- **Work request**:
Each line of the records below that contains "topper" needs to be copied.

- **Dataset excerpts**:
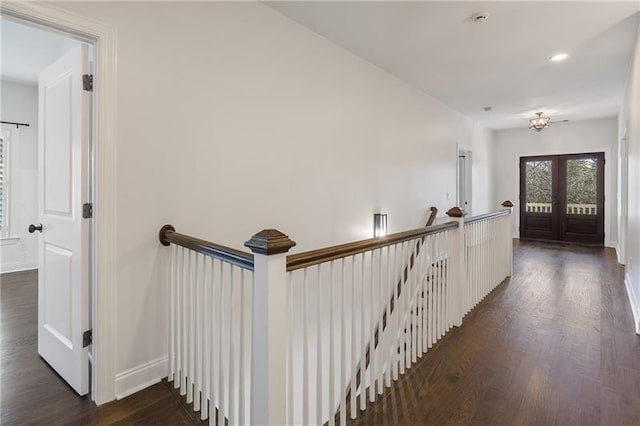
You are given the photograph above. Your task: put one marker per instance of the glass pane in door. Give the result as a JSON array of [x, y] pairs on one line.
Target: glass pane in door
[[539, 181], [582, 186]]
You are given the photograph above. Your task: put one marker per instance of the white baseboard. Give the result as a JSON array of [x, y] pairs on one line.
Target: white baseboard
[[140, 377], [6, 268], [635, 307]]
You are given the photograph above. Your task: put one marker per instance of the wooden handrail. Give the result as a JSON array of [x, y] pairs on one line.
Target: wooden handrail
[[168, 235], [478, 218], [315, 257]]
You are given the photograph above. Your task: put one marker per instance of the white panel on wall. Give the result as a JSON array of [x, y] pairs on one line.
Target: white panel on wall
[[257, 122]]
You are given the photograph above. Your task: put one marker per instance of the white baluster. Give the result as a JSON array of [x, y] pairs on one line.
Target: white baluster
[[305, 349], [343, 346], [319, 375], [332, 371]]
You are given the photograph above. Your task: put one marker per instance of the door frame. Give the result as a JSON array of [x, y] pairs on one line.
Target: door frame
[[609, 197], [558, 216], [103, 245]]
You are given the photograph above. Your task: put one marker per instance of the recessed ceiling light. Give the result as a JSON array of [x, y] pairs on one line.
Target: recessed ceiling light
[[559, 57]]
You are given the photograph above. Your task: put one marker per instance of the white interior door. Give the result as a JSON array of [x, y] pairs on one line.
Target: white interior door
[[63, 284]]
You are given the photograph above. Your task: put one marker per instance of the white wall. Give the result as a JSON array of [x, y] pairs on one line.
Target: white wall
[[19, 103], [233, 118], [574, 137], [630, 134]]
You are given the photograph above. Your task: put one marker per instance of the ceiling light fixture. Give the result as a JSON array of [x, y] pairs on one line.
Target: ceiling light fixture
[[539, 123], [559, 57]]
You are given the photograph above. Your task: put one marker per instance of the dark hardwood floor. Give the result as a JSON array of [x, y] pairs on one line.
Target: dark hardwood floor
[[553, 345], [31, 393]]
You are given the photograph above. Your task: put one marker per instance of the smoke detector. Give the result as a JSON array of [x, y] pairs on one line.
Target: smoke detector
[[479, 17]]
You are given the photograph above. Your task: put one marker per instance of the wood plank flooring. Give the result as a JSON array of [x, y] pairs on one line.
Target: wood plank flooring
[[553, 345], [31, 393]]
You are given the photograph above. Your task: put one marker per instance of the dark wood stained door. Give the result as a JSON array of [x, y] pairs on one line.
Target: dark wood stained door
[[562, 198]]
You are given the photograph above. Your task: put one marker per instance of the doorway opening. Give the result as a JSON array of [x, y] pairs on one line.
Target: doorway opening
[[562, 198], [50, 179]]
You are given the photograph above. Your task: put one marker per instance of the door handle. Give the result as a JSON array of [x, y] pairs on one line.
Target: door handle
[[33, 228]]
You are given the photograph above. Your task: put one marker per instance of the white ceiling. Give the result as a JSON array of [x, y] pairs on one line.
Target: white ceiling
[[26, 50], [503, 62]]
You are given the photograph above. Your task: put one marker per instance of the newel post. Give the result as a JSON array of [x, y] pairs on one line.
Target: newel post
[[269, 327], [508, 204], [458, 266]]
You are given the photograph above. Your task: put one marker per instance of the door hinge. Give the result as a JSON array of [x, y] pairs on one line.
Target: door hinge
[[87, 338], [87, 210], [87, 82]]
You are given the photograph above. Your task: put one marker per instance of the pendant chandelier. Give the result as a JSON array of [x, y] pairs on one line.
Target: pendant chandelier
[[539, 123]]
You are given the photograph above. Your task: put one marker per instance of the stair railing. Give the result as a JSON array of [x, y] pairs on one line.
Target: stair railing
[[271, 338]]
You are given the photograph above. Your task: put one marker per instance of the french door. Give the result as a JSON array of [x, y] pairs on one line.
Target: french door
[[562, 198]]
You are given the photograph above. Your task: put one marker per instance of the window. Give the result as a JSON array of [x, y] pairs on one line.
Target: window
[[4, 185]]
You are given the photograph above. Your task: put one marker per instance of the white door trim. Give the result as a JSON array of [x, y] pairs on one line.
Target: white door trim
[[104, 143]]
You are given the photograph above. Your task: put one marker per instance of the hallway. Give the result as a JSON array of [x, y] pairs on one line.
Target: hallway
[[554, 345]]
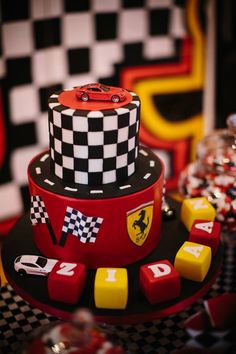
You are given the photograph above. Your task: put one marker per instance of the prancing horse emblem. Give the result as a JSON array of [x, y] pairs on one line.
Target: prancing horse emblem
[[139, 221]]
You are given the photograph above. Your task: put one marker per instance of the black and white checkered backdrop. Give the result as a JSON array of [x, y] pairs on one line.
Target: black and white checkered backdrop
[[48, 45]]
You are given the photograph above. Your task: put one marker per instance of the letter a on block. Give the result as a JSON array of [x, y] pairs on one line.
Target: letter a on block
[[205, 226], [111, 275], [198, 204], [160, 269], [194, 250]]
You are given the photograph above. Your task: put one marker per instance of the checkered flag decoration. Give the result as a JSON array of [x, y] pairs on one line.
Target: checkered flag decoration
[[84, 227], [39, 215]]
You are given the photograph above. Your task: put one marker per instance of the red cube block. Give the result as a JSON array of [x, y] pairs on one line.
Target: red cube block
[[66, 282], [206, 233], [159, 281]]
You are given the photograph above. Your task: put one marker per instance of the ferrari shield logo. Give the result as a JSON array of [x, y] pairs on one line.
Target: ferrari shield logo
[[139, 221]]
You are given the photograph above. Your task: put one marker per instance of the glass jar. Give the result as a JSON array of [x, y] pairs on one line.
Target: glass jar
[[213, 174]]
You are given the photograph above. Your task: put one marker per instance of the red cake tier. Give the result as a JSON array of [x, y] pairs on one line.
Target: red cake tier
[[111, 225]]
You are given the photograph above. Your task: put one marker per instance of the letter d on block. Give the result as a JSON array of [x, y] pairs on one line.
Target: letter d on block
[[160, 269]]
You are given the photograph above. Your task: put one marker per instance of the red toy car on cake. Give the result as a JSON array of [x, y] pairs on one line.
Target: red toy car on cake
[[100, 92]]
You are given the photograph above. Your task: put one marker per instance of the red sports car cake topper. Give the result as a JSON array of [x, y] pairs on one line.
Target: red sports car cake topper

- **Response for this exercise**:
You are given the photograph above. Your task: put one marker per instance of the red sports car cake topper. Give the result as a JSON array of [x, y] pairs on one line.
Target: red sports car cake topper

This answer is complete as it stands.